§ **Extrait du texte**

Avec lui, l'accouplement est le seul acte de la vie humaine qui détourne vraiment de l'obsession de la mort. Forcément, il est créateur de vie. Et pour ceux de l'espèce humaine qui en douterait la Nature y a fait correspondre le plaisir. Ces moments d'extase trop rares, trop courts, trop peu partagés, deviennent pour le coup l'unique objectif de l'existence humaine.

Oui mais voilà, l'individu n'est pas programmé pour l'éternité. Il reste subordonné à l'espèce qui seule survivra. Piètre consolation. Le dépérissement du corps va jusqu'à le priver de ses fugaces instants de grâce, ses seuls instants d'éternité. Au-delà de cette limite votre ticket n'est plus valable a pu écrire Romain Gary qui a bien exploré le sujet, comme tant d'autres. C'est le drame du vieillissement. Le monde s'écroule quand la Nature prive le mâle de ses "matins triomphants" chers à Victor Hugo.

Mais au fait, elle, qu'en dit-elle ? Houellebecq ne s'en soucie que trop peu. "Celui qui aime quelqu'un pour sa beauté, l'aime-t-il ?" S'en culpabilise-t-il toutefois en catimini. Cet ouvrage est celui du décalage de l'amour et de la sexualité. Isabelle aime Daniel mais n'aime pas le sexe. Daniel aime Esther qui n'aime que le sexe. La possibilité d'une île est le roman de l'insondable solitude de l'Homme face à son destin. "On nait seul, on vit seul, on meurt seul".

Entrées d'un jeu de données
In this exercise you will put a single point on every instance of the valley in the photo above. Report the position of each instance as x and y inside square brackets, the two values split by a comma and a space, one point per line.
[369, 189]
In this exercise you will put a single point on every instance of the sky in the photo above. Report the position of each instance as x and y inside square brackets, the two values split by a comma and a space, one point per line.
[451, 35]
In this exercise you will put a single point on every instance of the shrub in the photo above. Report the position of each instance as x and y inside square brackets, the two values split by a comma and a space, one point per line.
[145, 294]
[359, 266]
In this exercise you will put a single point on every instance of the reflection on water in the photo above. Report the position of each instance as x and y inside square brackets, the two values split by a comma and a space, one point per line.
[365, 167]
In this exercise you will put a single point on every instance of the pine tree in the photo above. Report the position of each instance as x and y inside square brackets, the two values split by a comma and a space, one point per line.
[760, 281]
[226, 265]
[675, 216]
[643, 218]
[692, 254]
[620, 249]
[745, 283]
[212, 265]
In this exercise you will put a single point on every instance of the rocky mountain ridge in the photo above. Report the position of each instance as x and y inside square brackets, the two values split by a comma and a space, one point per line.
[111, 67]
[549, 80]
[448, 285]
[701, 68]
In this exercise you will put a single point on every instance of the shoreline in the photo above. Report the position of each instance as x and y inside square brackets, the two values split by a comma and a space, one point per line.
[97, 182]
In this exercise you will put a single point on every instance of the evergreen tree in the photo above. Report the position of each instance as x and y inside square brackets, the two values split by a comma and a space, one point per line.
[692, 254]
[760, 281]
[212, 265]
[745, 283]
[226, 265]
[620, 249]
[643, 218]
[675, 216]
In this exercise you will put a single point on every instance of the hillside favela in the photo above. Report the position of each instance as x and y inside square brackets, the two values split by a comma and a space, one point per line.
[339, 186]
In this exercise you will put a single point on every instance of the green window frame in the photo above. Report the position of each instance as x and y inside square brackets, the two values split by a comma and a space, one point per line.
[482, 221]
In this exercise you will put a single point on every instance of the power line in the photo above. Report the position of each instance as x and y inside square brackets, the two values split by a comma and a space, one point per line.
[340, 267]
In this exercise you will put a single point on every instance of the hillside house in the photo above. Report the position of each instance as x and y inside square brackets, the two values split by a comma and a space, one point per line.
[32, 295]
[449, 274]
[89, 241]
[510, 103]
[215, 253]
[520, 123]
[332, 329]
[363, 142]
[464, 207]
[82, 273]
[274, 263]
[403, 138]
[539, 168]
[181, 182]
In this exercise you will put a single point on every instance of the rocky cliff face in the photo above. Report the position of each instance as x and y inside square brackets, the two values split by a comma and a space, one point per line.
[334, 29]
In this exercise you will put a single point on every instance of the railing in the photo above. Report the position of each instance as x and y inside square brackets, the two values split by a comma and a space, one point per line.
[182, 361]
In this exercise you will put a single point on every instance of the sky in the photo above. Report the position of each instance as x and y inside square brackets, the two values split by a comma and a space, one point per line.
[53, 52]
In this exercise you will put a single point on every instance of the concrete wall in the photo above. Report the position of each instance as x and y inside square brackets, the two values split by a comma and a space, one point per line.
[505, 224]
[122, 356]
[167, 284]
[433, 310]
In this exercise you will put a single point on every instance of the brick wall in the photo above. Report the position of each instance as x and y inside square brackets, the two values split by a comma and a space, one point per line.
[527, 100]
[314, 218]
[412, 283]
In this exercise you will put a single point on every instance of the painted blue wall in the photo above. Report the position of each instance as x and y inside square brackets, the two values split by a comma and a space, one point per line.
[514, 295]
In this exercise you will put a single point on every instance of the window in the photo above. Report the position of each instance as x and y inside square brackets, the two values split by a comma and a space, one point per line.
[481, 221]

§ **Travail à faire**
• A. Pouvez-vous recopier à l'identique, dans le texte sur La possibilité d'une île, le passage qui va de « Avec lui, l'accouplement » jusqu'à « de l'existence humaine. » ?
• B. Pourriez-vous reprendre le texte sur La possibilité d'une île là où il s'arrête et en écrire la suite ?

§ **Réponses**
• A.
Avec lui, l'accouplement est le seul acte de la vie humaine qui détourne vraiment de l'obsession de la mort. Forcément, il est créateur de vie. Et pour ceux de l'espèce humaine qui en douterait la Nature y a fait correspondre le plaisir. Ces moments d'extase trop rares, trop courts, trop peu partagés, deviennent pour le coup l'unique objectif de l'existence humaine.

• B.
A cette écriture désinhibée, Houellebecq allie une puissance conceptuelle exceptionnelle. Une imagination galopante, tout azimut, méprisante de la bienséance ringarde qui a essoufflé ses prédécesseurs dans l'art d'écrire. Quant à être visionnaire, on ne saurait dire tant le paysage est sombre. Mais peut-être a-t-on peur qu'il ait raison. Si dans un futur plus ou moins proche le clonage remplace l'accouplement pour reproduire l'individu, sûr que l'amour qui peinait déjà à s'imposer n'aura plus de raison d'être. Misère sexuelle, misère affective seraient-elles l'avenir de l'espèce. A moins que ce ne soit déjà le cas ?

Mais pourquoi ai-je donc lu Houellebecq, moi qui vis sereinement ma vie d'autruche, la tête dans le sable à n'oser affronter la triste réalité de ce monde ? Sans doute parce qu'une femme a eu la force de conviction séductrice de m'ouvrir les yeux sur la seconde lecture qu'elle avait faite de cet ouvrage. Celle qui rime avec toujours, et pas avec citrouille. Où avais-je donc la tête ?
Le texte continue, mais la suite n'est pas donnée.